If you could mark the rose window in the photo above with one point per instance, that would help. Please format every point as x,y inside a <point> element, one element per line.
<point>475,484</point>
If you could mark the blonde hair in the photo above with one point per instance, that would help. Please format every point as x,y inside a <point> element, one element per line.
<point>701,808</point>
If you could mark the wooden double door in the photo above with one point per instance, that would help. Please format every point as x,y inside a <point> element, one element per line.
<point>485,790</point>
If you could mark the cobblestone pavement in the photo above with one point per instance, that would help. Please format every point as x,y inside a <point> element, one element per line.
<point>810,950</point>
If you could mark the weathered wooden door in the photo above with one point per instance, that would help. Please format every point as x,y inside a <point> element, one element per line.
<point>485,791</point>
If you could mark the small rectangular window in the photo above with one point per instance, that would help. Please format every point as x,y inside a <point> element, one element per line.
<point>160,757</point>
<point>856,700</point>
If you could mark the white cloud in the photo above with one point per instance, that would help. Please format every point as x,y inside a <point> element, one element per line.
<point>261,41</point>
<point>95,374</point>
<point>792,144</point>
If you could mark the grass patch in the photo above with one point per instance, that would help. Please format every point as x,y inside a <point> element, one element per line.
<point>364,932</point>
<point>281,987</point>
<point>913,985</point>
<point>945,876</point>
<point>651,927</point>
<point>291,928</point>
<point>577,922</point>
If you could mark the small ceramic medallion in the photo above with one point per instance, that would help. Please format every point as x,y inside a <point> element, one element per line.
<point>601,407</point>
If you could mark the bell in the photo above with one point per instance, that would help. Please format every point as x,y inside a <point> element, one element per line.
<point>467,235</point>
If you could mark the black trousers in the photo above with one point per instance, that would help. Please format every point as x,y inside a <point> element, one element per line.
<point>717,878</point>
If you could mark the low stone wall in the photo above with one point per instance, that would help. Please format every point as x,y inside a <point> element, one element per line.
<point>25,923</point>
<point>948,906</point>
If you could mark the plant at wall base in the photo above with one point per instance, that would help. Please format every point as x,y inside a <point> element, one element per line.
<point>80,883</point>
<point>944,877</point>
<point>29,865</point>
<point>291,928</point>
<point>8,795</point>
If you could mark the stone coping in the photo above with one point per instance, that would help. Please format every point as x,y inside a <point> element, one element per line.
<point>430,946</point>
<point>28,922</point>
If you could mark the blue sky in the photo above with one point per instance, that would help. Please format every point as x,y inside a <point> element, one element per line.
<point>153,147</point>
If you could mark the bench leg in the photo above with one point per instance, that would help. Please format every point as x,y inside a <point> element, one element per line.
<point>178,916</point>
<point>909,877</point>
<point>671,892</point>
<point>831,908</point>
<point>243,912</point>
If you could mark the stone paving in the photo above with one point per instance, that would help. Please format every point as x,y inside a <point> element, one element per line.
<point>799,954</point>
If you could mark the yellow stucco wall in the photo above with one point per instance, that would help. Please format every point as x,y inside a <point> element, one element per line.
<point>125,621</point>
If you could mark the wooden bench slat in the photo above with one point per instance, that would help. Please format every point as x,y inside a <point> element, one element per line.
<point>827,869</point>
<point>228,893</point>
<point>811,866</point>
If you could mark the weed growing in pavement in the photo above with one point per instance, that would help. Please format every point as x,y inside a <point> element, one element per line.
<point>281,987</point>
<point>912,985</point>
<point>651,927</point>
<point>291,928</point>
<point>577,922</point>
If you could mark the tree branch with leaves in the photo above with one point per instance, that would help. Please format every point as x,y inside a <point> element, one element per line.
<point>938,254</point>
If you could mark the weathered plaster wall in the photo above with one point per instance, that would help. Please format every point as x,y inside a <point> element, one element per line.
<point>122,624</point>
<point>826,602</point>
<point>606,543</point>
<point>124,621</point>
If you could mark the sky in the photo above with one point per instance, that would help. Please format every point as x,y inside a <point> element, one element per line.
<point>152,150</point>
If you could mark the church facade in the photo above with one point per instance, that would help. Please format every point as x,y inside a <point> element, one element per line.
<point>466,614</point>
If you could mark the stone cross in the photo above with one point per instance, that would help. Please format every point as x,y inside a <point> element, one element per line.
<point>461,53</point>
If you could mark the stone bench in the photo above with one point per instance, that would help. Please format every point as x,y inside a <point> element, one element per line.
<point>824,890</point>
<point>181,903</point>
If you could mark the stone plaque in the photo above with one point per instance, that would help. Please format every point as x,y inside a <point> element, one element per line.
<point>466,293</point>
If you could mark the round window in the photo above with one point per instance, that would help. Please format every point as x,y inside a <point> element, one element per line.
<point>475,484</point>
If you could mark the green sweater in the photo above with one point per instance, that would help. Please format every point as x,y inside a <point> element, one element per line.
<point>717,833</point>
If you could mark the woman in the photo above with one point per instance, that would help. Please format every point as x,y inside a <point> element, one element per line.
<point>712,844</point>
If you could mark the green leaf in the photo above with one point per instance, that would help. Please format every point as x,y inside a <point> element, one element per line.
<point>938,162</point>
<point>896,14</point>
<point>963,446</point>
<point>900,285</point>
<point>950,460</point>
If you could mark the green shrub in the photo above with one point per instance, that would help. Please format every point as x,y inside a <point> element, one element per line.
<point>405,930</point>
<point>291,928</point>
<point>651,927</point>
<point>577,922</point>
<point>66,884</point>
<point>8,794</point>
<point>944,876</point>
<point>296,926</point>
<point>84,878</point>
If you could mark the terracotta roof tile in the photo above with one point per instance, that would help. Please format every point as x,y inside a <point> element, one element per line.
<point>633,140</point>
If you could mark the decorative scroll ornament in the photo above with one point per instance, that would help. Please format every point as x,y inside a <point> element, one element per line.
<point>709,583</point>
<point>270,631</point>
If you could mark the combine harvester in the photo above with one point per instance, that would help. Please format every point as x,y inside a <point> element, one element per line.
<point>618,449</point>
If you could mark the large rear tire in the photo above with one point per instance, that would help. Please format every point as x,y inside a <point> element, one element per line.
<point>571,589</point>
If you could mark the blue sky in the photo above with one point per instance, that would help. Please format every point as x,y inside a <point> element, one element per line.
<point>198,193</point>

· · · · ·

(REQUIREMENT):
From the records above, extract every line exactly as it stands.

(TASK SOLUTION):
If you could mark the rose window in the photo above with one point per instance, that would help. Please format every point as x,y inside a <point> element, one element per line.
<point>475,484</point>
If you could mark the blonde hair in the photo above with one point per instance, that would help. Please format every point as x,y inside a <point> element, one element per line.
<point>701,808</point>
If you could mark the wooden double door in the photo above with one point per instance, that would help. Please format every point as x,y inside a <point> element, one element per line.
<point>485,790</point>
If you could mark the cobblestone pavement in the photo above with one point per instance, that would help. Please format every point as x,y inside a <point> element, one element per line.
<point>810,950</point>
If you could mark the weathered wooden door in the photo above with one point per instance, that would help. Please format every point as x,y inside a <point> element, one element per line.
<point>485,791</point>
If you could mark the small rectangular window in the photo above with one point per instance, that would help. Please format every point as x,y inside a <point> element, one element per line.
<point>160,757</point>
<point>856,700</point>
If you could mark the white cloud in the photo above with one point per instance, that would help. Please format every point as x,y inside a <point> element, one element per line.
<point>261,41</point>
<point>95,374</point>
<point>792,144</point>
If you could mark the grass patch in the photo above with one point per instance, that would help. Please format every point as x,y inside a <point> element, one element per line.
<point>364,932</point>
<point>281,987</point>
<point>913,985</point>
<point>945,876</point>
<point>651,927</point>
<point>291,928</point>
<point>577,922</point>
If you could mark the small ceramic medallion in the photo above with one point per instance, that would help. Please format every point as x,y inside a <point> element, one element per line.
<point>601,407</point>
If you could mark the bell in the photo above with one point per instance, that would help. Please format every point as x,y inside a <point> element, one element per line.
<point>467,235</point>
If you could mark the black trousers in the photo above with one point per instance, that would help. Please format every point as x,y inside a <point> element, one element per line.
<point>717,878</point>
If you could mark the low stone wall in the photo above with one point per instance, that would help. Please format every point as x,y inside a <point> element, one element per line.
<point>25,923</point>
<point>948,906</point>
If you could mark the plant at wall base in the photo above with one point per instance, that would help. Please format every point as x,y inside a <point> element, one element per line.
<point>80,883</point>
<point>944,877</point>
<point>29,865</point>
<point>291,928</point>
<point>8,795</point>
If you could mark the stone coping in the photo above with one point per instance, that would help. Please format every point as x,y inside a <point> element, one element per line.
<point>430,946</point>
<point>28,922</point>
If you could mark the blue sky in the photo above with one point per instance, that would help. Please format every point as x,y inside a <point> element, one element per line.
<point>153,147</point>
If you could mark the bench leg in the photo above with one point per instance, that would help. Please format every point as x,y inside a <point> element, one element per line.
<point>178,916</point>
<point>909,877</point>
<point>671,892</point>
<point>831,908</point>
<point>243,912</point>
If you could mark the stone paving in the photo above with one point per instance, that would help. Please format every point as x,y inside a <point> element, one element per line.
<point>799,954</point>
If you could mark the yellow stucco wall in the photo above with one point per instance, that would help. Please format every point as x,y inside a <point> element, one element per line.
<point>125,621</point>
If you could mark the wooden bench slat in the photo above with one point per instance, that would help. Please format every point as x,y inside a <point> element, one element per line.
<point>827,869</point>
<point>228,893</point>
<point>811,866</point>
If you could mark the weed growing in pavement in the photo above with one point per instance, that would help. Please format every point as x,y inside a <point> element, one element per line.
<point>281,987</point>
<point>912,985</point>
<point>651,927</point>
<point>291,928</point>
<point>577,922</point>
If you could mark the tree branch with leaves in the photo above with one point per instance, that would help. Please format every point as x,y inside a <point> element, one element per line.
<point>938,254</point>
If you could mark the weathered plaster wall in the photo above with one point per instance, that would help. Please format every point as x,y inside a <point> element, one element per line.
<point>122,624</point>
<point>826,602</point>
<point>606,543</point>
<point>124,621</point>
If you could mark the sky in the photo above with one point per instance, that would help. Please format every point as x,y inside a <point> element, one element per line.
<point>152,150</point>
If you could mark the church facade in the photo above with one point per instance, that would help. Please format every point as x,y inside a <point> element, one element per line.
<point>466,614</point>
If you could mark the stone cross in the photo above with one point per instance, that would help. Please format every point as x,y inside a <point> element, one element per line.
<point>461,53</point>
If you could mark the stone bench in the photo above with one point per instance, that would help. Please format every point as x,y inside a <point> element, one element per line.
<point>824,890</point>
<point>181,903</point>
If you could mark the stone plaque in the photo above with one point per instance, that would help. Please format every point as x,y inside a <point> element, one element per line.
<point>466,293</point>
If you could mark the round window in the photo above with one point per instance, that would help. Please format every point as x,y inside a <point> element, one element per line.
<point>475,484</point>
If you could mark the green sweater in the photo above with one point per instance, that would help. Please format every point as x,y inside a <point> element, one element per line.
<point>717,833</point>
If you could mark the woman in the photo above with one point per instance, that would help. Please format every point as x,y inside a <point> element, one element per line.
<point>712,844</point>
If you could mark the green leaf in the photo above with one point per instance, that would help. Please format every point as x,y inside a <point> element, one element per line.
<point>938,162</point>
<point>896,14</point>
<point>963,446</point>
<point>900,285</point>
<point>950,460</point>
If you could mark the green shrub in the photo above with one point per instance, that would help. Please format every point as x,y inside a <point> element, one element per line.
<point>405,930</point>
<point>291,928</point>
<point>651,927</point>
<point>577,922</point>
<point>66,884</point>
<point>8,794</point>
<point>944,876</point>
<point>296,926</point>
<point>84,878</point>
If you could mark the terracotta roof tile in the photo above with one point per instance, that would help. Please format every point as x,y inside a <point> element, one element per line.
<point>633,140</point>
If you could mark the decorative scroll ornament in the photo above with one point per instance, that would help. Please format every point as x,y inside a <point> element, one element per line.
<point>709,583</point>
<point>270,631</point>
If you could mark the combine harvester in the photo above with one point per instance, that would help. Please format every point as x,y inside a <point> element, one element per line.
<point>618,449</point>
If you could mark the large rear tire in the photo above with one point per instance, that would help. Please format every point as x,y inside a <point> element, one element per line.
<point>571,589</point>
If you could mark the blue sky in the photo above with one point per instance, that would help. Please format every point as x,y inside a <point> element, one element per line.
<point>198,193</point>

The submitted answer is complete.